GESELECTEERDE TEKST:
==================================================
Om het financiële plaatje rond te krijgen, moet de rekensom aantonen dat de opbrengsten opwegen tegen de kosten van exploitatie, opkoop en sloop. Dit is aan de voorkant moeilijk volledig te berekenen, omdat bijvoorbeeld inflatie, energieprijzen en gemeentelijke belastingen lastig te voorspellen zijn.
Een ander risico dat niet onderschat moet worden, is dat sommige eigenaren niet willen meewerken. Zij kunnen niet verplicht worden deel te nemen aan het saneringsmodel. Ze kunnen altijd later instappen via de spijtoptantenregeling. Na verloop van tijd wordt het steeds moeilijker om deze eigenaren een aantrekkelijk spijtoptant bedrag aan te bieden. Als de gemeente dan niet handhaaft, is het mogelijk dat deze eigenaren zelf aan de slag gaan met de huisvesting van buitenlandse werknemers of spoedzoekers.
Bij het overtuigen van eigenaren dat de gekozen oplossing financieel het gunstigst is, moeten al deze risico’s en scenario’s duidelijk worden gepresenteerd. Dit vraagt veel van de bestuurders van de Vereniging van Eigenaren (VvE). Zij moeten overtuigd zijn van de gekozen richting. Daarnaast moet de gemeente volharden in de handhaving van het gebruik van de panden van eigenaren die niet meedoen. Anders komt de gemeente niet geloofwaardig over.
==================================================
GEGEVENS:
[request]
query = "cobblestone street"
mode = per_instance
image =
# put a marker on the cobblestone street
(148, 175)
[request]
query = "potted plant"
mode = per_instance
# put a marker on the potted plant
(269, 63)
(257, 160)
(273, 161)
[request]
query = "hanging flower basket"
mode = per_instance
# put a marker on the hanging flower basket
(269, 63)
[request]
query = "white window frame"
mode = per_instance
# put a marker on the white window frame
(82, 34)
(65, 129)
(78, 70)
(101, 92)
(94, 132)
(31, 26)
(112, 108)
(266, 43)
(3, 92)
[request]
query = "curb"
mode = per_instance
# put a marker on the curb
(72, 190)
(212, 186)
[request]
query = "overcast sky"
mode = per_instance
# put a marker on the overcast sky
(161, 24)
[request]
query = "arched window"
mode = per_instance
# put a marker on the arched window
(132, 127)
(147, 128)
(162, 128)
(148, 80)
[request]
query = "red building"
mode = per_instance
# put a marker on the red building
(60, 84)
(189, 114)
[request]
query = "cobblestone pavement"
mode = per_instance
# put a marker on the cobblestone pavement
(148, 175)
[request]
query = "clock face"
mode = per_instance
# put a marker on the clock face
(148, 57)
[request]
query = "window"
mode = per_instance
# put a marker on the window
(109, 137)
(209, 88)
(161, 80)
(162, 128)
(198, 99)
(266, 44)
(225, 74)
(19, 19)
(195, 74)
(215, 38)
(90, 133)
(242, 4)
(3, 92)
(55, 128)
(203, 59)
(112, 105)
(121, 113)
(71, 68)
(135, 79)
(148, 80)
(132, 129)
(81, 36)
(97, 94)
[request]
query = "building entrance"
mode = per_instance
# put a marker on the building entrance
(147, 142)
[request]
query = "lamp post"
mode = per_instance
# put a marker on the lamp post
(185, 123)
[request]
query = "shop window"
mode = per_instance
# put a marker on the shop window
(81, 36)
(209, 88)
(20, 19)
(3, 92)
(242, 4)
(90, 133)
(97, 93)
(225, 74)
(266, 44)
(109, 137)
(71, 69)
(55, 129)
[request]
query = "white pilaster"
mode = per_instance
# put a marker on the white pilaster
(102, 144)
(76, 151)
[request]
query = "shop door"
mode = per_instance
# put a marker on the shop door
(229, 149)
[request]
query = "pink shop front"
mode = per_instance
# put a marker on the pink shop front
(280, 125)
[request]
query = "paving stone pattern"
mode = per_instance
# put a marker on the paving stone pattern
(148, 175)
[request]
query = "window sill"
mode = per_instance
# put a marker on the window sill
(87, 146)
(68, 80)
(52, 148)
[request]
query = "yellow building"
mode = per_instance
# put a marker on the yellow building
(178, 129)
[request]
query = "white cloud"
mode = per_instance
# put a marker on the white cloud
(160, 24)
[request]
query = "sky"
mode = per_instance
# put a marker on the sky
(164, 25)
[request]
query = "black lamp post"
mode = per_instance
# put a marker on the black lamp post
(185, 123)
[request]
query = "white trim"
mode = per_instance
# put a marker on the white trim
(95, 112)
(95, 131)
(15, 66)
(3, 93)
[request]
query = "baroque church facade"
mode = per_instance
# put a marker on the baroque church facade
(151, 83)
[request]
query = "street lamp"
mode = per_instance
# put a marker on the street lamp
==================================================
OPDRACHT: Geef letterlijk het stuk uit de tekst over het saneringsmodel terug dat begint bij de woorden "Een ander risico" en ophoudt na "werknemers of spoedzoekers.".

ANTWOORD HIERONDER:
Een ander risico dat niet onderschat moet worden, is dat sommige eigenaren niet willen meewerken. Zij kunnen niet verplicht worden deel te nemen aan het saneringsmodel. Ze kunnen altijd later instappen via de spijtoptantenregeling. Na verloop van tijd wordt het steeds moeilijker om deze eigenaren een aantrekkelijk spijtoptant bedrag aan te bieden. Als de gemeente dan niet handhaaft, is het mogelijk dat deze eigenaren zelf aan de slag gaan met de huisvesting van buitenlandse werknemers of spoedzoekers.